### PAGE EXCERPT

This invention relates generally to fuel injection systems for diesel engines, and particularly to systems employing fuel injectors of the type known as ALCO injectors, originally manufactured by American Bosch for the former American Locomotive Company. Such systems comprise an injection pump, a nozzle-and-holder assembly, and high-pressure tubing joining the pump to the assembly.
In recent years the diesel engine industry has been under continuing pressure to reduce noxious emissions without unduly sacrificing fuel efficiency, or even while improving fuel efficiency. Engine emissions performance has improved, while maintaining acceptable fuel efficiencies, but pressure for further improvements remains.

### DATA BLOCK
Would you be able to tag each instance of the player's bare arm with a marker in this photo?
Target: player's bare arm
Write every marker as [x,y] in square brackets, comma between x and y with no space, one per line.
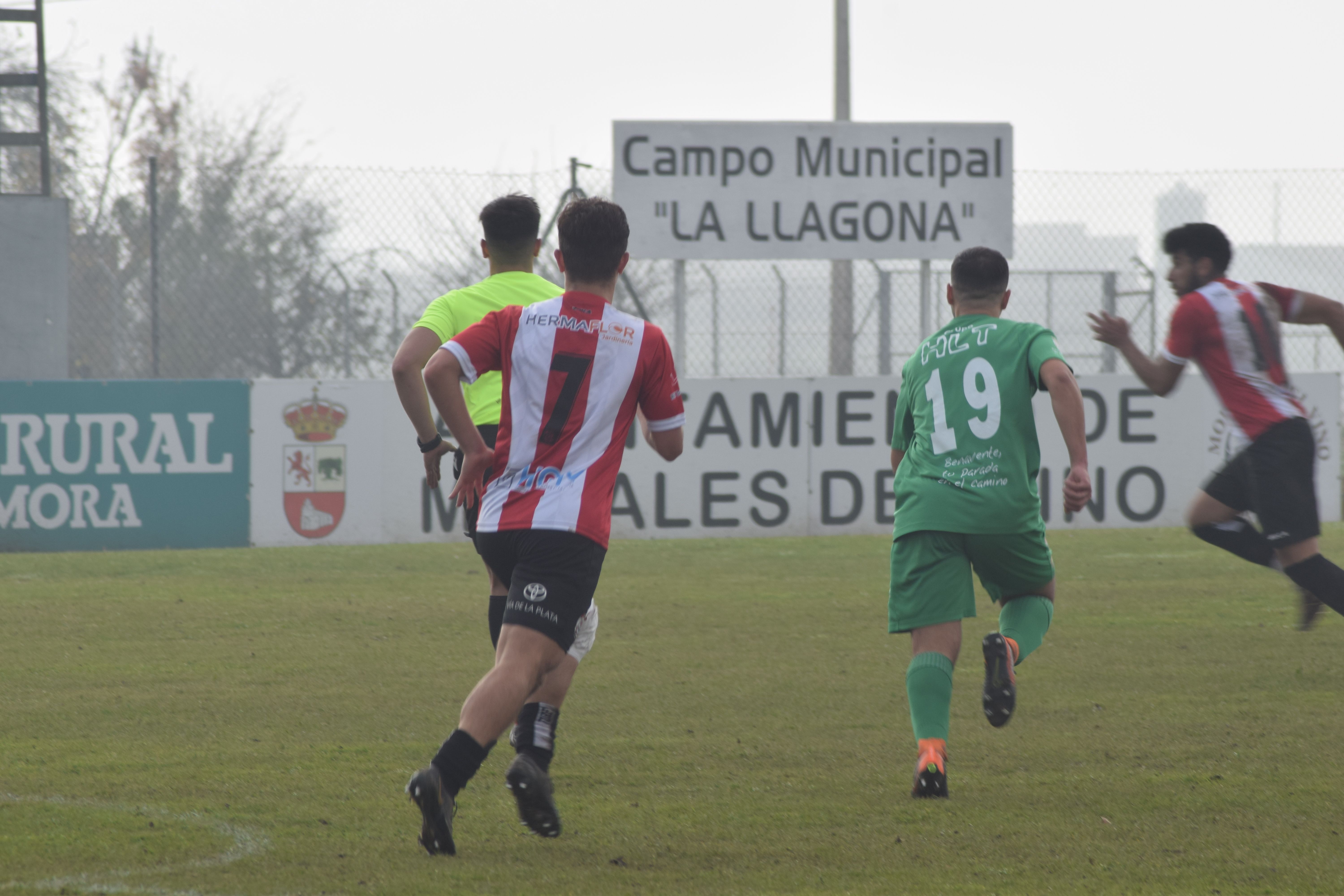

### BRIEF
Output everything in the diesel fuel injection excerpt from "This invention relates" down to "to the assembly.". The data has no connection to the diesel fuel injection excerpt.

### RESULT
This invention relates generally to fuel injection systems for diesel engines, and particularly to systems employing fuel injectors of the type known as ALCO injectors, originally manufactured by American Bosch for the former American Locomotive Company. Such systems comprise an injection pump, a nozzle-and-holder assembly, and high-pressure tubing joining the pump to the assembly.